━━━ INPUT RECORDS

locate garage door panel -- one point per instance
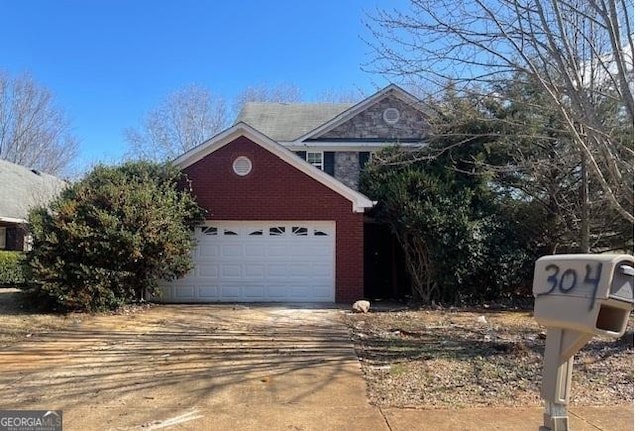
(301, 270)
(260, 261)
(255, 250)
(255, 270)
(278, 270)
(206, 250)
(231, 271)
(320, 270)
(208, 270)
(184, 292)
(278, 250)
(207, 292)
(232, 250)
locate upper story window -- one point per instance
(316, 159)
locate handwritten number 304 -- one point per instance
(569, 278)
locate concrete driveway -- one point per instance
(195, 367)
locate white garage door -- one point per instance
(259, 262)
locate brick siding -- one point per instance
(275, 190)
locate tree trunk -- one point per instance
(585, 221)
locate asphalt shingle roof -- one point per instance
(288, 121)
(22, 188)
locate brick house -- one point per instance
(285, 219)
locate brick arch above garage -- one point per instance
(278, 190)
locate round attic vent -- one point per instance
(242, 166)
(391, 115)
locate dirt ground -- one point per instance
(190, 368)
(474, 358)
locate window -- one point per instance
(391, 115)
(210, 230)
(242, 166)
(316, 159)
(299, 231)
(277, 231)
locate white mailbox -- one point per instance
(577, 296)
(589, 293)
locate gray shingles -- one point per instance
(285, 122)
(21, 189)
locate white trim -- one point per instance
(361, 106)
(242, 166)
(360, 202)
(348, 146)
(13, 220)
(321, 167)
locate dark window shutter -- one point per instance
(329, 161)
(364, 158)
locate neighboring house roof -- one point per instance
(22, 189)
(285, 122)
(360, 202)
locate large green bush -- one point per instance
(109, 238)
(11, 271)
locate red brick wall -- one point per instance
(275, 190)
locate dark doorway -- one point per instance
(384, 271)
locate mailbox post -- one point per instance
(577, 296)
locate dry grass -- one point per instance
(431, 358)
(19, 322)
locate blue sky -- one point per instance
(110, 61)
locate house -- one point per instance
(286, 221)
(21, 189)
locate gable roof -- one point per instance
(288, 121)
(354, 110)
(298, 122)
(360, 202)
(24, 188)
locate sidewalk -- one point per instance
(607, 418)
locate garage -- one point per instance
(251, 261)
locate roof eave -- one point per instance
(359, 201)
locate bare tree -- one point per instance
(183, 120)
(579, 51)
(34, 132)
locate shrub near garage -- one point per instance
(11, 271)
(108, 239)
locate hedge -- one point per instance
(11, 270)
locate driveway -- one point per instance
(195, 367)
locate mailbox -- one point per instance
(584, 292)
(577, 296)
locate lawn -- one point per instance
(470, 358)
(19, 322)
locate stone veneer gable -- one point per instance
(413, 124)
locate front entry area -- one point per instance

━━━━━━

** TASK **
Reproduce all of the records above word for word, omitting the picture.

** TASK ANSWER **
locate garage door panel -- one point per instance
(301, 270)
(260, 261)
(255, 250)
(255, 270)
(278, 270)
(206, 250)
(231, 271)
(320, 270)
(208, 270)
(184, 292)
(278, 250)
(207, 292)
(232, 250)
locate upper story window -- one point per instance
(316, 159)
locate handwritten number 304 -- one point per instance
(569, 278)
locate concrete driveway -- one point per instance
(195, 367)
locate white garage door -- one point per instance
(259, 262)
locate brick siding -- one point per instance
(275, 190)
locate tree trunk -- one point per instance
(585, 221)
locate asphalt shingle roof -- one point per instance
(288, 121)
(22, 188)
locate brick house -- one point per instance
(285, 219)
locate brick arch above garage -- one point per instance
(278, 190)
locate round attic vent -- one point per instance
(242, 166)
(391, 115)
locate dirt ground -- one point per instance
(190, 368)
(474, 358)
locate window -- one point per instance
(391, 115)
(210, 230)
(242, 166)
(316, 159)
(299, 231)
(277, 231)
locate white mailbox -- one point per instance
(577, 296)
(589, 293)
locate gray shingles -- one point per instance
(285, 122)
(21, 189)
locate white trim -- one point per instance
(361, 106)
(242, 166)
(360, 202)
(348, 146)
(13, 220)
(321, 167)
locate dark window shutter -- one point per instance
(329, 161)
(364, 158)
locate neighboring house roof -- one point per instance
(22, 189)
(285, 122)
(360, 202)
locate large green bush -- one point per instance
(109, 238)
(11, 271)
locate red brick wall -- one point per instance
(275, 190)
locate dark doorway -- one point per instance
(384, 271)
locate mailbox post -- one point per instance
(577, 296)
locate dry grass -- one point per instance
(431, 358)
(19, 322)
locate blue sky -- one point per instance
(110, 61)
locate house -- one point per instance
(286, 221)
(21, 189)
locate gable roof -- one point per instance
(288, 121)
(354, 110)
(298, 122)
(360, 202)
(24, 188)
locate sidewalk -- one point per instance
(607, 418)
locate garage -- one point per instance
(251, 261)
locate roof eave -- one point per instance
(359, 201)
locate bare tree -- one point per instance
(183, 120)
(579, 51)
(34, 132)
locate shrub near garage -- one point per instance
(11, 271)
(108, 239)
locate hedge -- one point per instance
(11, 270)
locate driveway -- one point per instance
(195, 367)
locate mailbox -- one point per instance
(584, 292)
(577, 296)
locate lawn -- one point per instance
(470, 358)
(19, 322)
locate stone veneer gable -- one point per instance
(413, 124)
locate front entry area -- one point per instance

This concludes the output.